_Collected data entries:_
☆ ☆ ☆ ☆ ☆
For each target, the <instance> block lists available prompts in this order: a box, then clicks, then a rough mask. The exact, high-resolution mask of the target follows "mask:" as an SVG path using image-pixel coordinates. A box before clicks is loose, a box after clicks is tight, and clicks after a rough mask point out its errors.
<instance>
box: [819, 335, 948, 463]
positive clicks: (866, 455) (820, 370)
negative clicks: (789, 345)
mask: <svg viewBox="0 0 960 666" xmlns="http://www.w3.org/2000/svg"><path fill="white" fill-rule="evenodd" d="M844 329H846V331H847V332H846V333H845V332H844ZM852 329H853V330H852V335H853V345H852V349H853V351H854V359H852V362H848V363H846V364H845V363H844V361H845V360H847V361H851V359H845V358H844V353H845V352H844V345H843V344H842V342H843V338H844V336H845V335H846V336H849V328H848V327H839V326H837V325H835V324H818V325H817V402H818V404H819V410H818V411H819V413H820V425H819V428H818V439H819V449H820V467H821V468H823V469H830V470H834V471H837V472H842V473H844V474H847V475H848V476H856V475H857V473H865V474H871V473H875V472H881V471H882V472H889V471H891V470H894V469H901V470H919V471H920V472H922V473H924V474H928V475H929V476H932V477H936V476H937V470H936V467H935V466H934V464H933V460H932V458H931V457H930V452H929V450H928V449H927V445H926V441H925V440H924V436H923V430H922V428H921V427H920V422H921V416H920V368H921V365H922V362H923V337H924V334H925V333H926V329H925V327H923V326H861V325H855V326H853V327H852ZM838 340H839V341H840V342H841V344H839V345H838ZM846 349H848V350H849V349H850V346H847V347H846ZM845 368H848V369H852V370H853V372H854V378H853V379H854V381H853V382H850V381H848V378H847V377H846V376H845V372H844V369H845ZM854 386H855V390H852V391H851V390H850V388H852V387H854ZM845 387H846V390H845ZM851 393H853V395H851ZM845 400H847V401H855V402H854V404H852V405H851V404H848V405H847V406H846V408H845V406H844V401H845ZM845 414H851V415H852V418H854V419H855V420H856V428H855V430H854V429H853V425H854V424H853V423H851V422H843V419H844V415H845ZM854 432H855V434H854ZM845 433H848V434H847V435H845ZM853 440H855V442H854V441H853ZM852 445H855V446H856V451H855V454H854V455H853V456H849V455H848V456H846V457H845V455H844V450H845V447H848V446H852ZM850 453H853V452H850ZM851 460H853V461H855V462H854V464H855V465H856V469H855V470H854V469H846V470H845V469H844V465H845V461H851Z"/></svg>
☆ ☆ ☆ ☆ ☆
Every line above that holds the word "instance" should be copied out.

_Response area:_
For each target, the <instance> block lists available prompts in this order: a box, then clicks, then a rough mask. The exact, high-resolution mask of the target follows "mask:" as an SVG path using image-pixel coordinates. A box before clicks is loose, a box after clicks is tight, and clicks after a rough mask point out its errors.
<instance>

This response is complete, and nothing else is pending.